***** EXERCISE INPUTS

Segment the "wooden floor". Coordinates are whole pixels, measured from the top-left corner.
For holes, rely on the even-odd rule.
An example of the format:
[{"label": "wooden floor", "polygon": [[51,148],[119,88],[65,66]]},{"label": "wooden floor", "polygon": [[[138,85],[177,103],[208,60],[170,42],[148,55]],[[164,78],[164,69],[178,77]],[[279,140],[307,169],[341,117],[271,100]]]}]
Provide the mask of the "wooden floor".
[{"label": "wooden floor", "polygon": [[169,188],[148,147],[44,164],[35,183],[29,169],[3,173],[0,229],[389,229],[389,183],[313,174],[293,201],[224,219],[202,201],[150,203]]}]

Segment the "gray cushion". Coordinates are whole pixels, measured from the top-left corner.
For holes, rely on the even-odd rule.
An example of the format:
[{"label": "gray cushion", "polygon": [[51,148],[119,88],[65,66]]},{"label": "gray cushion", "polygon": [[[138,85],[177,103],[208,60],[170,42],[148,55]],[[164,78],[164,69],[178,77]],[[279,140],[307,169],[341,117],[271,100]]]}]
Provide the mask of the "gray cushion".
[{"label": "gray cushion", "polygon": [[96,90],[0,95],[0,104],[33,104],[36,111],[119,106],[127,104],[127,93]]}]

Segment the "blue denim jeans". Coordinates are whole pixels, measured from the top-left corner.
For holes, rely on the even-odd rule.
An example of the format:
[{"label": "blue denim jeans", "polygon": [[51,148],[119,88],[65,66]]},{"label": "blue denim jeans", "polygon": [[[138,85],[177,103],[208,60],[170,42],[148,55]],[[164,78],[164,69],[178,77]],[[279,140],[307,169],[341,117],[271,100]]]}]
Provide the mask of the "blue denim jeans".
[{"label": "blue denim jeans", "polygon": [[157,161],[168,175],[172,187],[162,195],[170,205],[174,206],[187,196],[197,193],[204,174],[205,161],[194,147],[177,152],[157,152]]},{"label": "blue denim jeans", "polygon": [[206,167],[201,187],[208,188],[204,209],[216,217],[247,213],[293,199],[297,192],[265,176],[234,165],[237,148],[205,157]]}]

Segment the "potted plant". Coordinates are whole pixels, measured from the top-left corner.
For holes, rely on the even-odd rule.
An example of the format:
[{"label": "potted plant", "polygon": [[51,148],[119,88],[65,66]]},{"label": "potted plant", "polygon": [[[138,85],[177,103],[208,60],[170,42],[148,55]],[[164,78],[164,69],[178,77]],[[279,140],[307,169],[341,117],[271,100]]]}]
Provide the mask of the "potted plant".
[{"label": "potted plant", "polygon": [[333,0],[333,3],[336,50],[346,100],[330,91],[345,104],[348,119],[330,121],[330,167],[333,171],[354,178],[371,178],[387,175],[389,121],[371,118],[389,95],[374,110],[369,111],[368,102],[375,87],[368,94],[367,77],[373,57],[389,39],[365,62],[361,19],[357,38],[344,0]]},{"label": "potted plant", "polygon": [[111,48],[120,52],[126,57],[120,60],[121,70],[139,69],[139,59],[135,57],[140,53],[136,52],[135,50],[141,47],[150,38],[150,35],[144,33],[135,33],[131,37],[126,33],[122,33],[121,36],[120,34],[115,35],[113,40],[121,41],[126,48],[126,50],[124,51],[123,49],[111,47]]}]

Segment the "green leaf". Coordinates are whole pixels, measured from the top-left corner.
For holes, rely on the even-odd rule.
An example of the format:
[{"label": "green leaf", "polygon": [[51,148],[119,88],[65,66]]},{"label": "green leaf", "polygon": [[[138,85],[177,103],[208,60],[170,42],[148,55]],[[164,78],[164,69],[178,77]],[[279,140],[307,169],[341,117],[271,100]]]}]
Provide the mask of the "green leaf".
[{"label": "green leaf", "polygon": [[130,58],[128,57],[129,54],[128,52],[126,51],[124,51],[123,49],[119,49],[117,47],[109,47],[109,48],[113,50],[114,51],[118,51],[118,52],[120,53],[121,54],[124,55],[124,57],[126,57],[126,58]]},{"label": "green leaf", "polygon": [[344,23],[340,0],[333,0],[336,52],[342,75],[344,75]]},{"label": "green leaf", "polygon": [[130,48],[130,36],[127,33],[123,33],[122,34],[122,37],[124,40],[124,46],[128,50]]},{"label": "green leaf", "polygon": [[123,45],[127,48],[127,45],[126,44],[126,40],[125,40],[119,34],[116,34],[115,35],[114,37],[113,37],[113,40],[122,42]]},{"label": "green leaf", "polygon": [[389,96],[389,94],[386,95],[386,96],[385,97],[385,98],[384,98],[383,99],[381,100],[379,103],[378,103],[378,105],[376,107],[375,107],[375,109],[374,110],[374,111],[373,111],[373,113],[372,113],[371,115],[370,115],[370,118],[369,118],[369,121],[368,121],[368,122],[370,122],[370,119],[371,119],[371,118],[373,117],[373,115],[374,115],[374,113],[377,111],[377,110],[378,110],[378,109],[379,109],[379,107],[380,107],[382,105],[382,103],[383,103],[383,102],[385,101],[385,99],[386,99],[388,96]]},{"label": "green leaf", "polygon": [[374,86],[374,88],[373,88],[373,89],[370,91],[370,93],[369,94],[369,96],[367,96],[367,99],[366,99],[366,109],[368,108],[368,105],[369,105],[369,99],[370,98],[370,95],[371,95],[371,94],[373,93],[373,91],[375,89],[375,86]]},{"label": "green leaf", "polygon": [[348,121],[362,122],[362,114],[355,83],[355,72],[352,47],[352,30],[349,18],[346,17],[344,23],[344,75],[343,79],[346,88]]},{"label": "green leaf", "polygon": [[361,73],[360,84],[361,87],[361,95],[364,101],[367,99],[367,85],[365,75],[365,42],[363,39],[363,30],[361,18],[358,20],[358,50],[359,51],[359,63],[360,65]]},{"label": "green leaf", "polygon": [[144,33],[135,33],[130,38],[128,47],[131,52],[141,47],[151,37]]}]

**********

» **AIM**: How many lines of the material above contain the string "cushion"? Reply with the number only.

» **ANSWER TO THE PROBLEM**: 4